I know you've tried other packages but I think REXML isn't what
you want for sloppy old HTML work.

Below is an "htmltools" implementation using your input.
(If you've used Mechanize, html/tree may be installed, already.)

If you just want to search the data with regexen, you
might make a method which yields the data to its block
at the point where it's been collated.
(Post back if you need any help with that)

#-----------------------------------------------------------
require 'html/tree' # http://ruby-htmltools.rubyforge.org/

exa = HTMLTree::Parser.new(verbose=true, false)
#exa.parse_file_named('xxx.html')
exa.feed(string) # replacing '.parse_file_named'

# Pick out all <tr> tags under the <html> tag
exa.html.children.select {|e0| e0.tag == 'tr'}.each do |tr|
# p [:line, __LINE__, tr.to_s]
tdn = 0
# Pick out all <td> tags under successive <tr> tags
tr.select {|e1| e1.tag == 'td'}.each do |td|
data = ''; tdn += 1
# Inside the <td> are untagged data or nested tags
td.each do |item|
if item.data?
# p [:data, item.to_s]
data << item.to_s
else
# p [:line, __LINE__, item.tag, item.attributes]
end
end
data.gsub!(/\s+/, ' ')
### yield data # ? (from a method)
puts '#--td%02d--> %s' % [tdn, data]
end
puts '#' << '='*55
end

#--td01--> 9-Jan-05
#--td02--> OZ 0204 F Class ICN to LAX
#--td03--> 5,968
#--td04--> 2,984
#--td05--> 8,952
#=======================================================
#--td01--> 19-Jan-05
#--td02--> MILEAGE PLUS UPGRADE AWARD 15,000 MILES
#--td03--> -15,000
#--td04-->  
#--td05--> -15,000
#=======================================================

It's up to you to make the output _and_ the code look pretty.

daz

Dan Kohn

unread,

Sep 15, 2005, 4:55:58 AM9/15/05

to

Daz, thank you so much for taking the time to code that. I was also
busy today, and got my code working with REXML. Could you please take
a look at my code below and share your thoughts on whether you'd still
switch to htmltools.

The issue is that I'm creating a hundred different screen scrapers for
every frequent flyer program. Any scraper is, of course, brittle, but
it seemed to me like a DOM/XPath-based technique is both less likely to
break from small tweaks to the page and is also generally far more
concise to program. The downside, and it may be too big, is that my
code is awfully inefficient, and also requires that tidy be run on the
HTML before I start.

Also, since you're taking a look, could you please tell me if there's
any more concise way to initialize my arrays. (Ruby generally seems to
figure out variables, but this would only run if I explicitly used
Array.new.)

The tasks:
**1.** Decide whether each statement below agrees with the Ruby HTML parsing thread. Answer yes or no for each, and quote the words from the thread that settle it.
(a) daz recommends REXML for working with sloppy old HTML.
(b) html/tree may already be installed for someone who has used Mechanize.
(c) Dan Kohn's REXML-based code needs tidy to be run on the HTML first.
**2.** In the Ruby HTML parsing thread, which call in daz's code replaces parse_file_named?
**3.** Continue the Ruby HTML parsing thread from its last sentence.

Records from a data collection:
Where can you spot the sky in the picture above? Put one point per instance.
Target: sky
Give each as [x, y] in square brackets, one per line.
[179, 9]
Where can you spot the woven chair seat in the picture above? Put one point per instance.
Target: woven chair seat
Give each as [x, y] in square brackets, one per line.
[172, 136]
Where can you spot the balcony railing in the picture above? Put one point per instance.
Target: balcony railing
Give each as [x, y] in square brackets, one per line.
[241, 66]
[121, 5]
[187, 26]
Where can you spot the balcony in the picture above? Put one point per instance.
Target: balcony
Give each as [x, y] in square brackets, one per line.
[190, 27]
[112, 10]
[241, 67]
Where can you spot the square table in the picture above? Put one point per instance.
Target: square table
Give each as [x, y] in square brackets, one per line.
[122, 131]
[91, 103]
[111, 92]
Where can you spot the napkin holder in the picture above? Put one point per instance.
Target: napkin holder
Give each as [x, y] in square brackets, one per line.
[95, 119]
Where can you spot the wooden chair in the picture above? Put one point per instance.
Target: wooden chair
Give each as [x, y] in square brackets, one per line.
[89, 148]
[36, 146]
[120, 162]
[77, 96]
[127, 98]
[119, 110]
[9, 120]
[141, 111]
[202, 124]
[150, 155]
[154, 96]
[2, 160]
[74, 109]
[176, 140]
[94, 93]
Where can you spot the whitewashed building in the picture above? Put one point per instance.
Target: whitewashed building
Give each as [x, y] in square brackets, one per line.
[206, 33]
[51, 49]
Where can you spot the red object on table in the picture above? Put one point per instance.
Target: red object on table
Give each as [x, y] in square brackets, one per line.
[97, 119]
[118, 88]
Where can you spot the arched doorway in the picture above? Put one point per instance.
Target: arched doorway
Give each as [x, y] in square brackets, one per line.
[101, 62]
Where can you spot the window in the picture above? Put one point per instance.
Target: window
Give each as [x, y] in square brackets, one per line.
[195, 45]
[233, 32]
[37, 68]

Answers provided:
**1.**
(a) No: "I think REXML isn't what you want for sloppy old HTML work."
(b) Yes: "(If you've used Mechanize, html/tree may be installed, already.)"
(c) Yes: "also requires that tidy be run on the HTML before I start."

**2.** exa.feed(string)

**3.**
# the parent of the now removed tag

while rexml_array.elements["//#{tag}"]
rexml_array.elements["//#{tag}"].replace_with( Text.new(
rexml_array.elements["//#{tag}"].text.strip))
end
end

doc = Document.new( string.gsub!(/\n| /," "), {
:compress_whitespace => :all } )

tablearray = Array.new
XPath.each( doc,"//tr[count(td)=5]") { |row|
rowarray = Array.new
rowdom = Document.new( row.to_s)
XPath.each( rowdom,"//td") { |cell|
remove_tag( cell,"a")
rowarray << cell.texts.to_s
}
tablearray << rowarray
}
tablearray.each {|el| print el.join(":"),"\n"}

Even better is some other scraping I do on the same page, where in each
case I only need a one-dimensional array:

XPath.each( xml, "//td[@class='t3'][2]") { |cell|
summaryarray << cell.texts.to_s }

XPath.each( xml,
"//td[@colspan='4']/child::*") { |cell|
actsumarray << cell.text.to_s }

Thanks again, Daz, for taking the time to look at my (first ever Ruby)
code. Any other suggestions you could offer would be greatly

daz

unread,

Sep 15, 2005, 9:46:45 AM9/15/05

to

Dan Kohn wrote:
> [...]

> The issue is that I'm creating a hundred different screen scrapers for
> every frequent flyer program. Any scraper is, of course, brittle, but
> it seemed to me like a DOM/XPath-based technique is both less likely to
> break from small tweaks to the page and is also generally far more
> concise to program. The downside, and it may be too big, is that my
> code is awfully inefficient, and also requires that tidy be run on the
> HTML before I start.

Hi Dan,

Your code, IMHO, is inefficient due to the use of 'industrial grade'
software for a lightweight task, not from your coding.
I've run traces on REXML progs and the detailed work it carries out
is quite incredible (and necessary for its power).
Estimating conservatively, from timing and profiling of comparable
scripts, I'd say that I could run 15 pages through 'tools' to each
going through REXML ... probably as many as 30 ... even more while
you're pre-processing with Tidy.

>
> Also, since you're taking a look, could you please tell me if there's
> any more concise way to initialize my arrays. (Ruby generally seems to
> figure out variables, but this would only run if I explicitly used
> Array.new.)
>

That's not a factor :)

>
> Thanks again, Daz, for taking the time to look at my (first ever Ruby)
> code. Any other suggestions you could offer would be greatly
> appreciated.
>
> - dan

Glad to help.

Just one suggestion; your REXML experience won't be wasted --
don't hesitate to use REXML when it's needed (or at the weekends ;)
- it is /class/, as you know.
For this specific task, with speed being important, you need to use
a lighter package. I've used only one for any length of time, so I
can't compare with others.
Many folks would tackle this job with hand-parsing/regexps or this:
http://raa.ruby-lang.org/project/htmltokenizer/ - which may offer
you even better performance.

# Script used for timing comparisons against your latest.
#--------------------------------------------------------
exa = HTMLTree::Parser.new(verbose=true, ws=false)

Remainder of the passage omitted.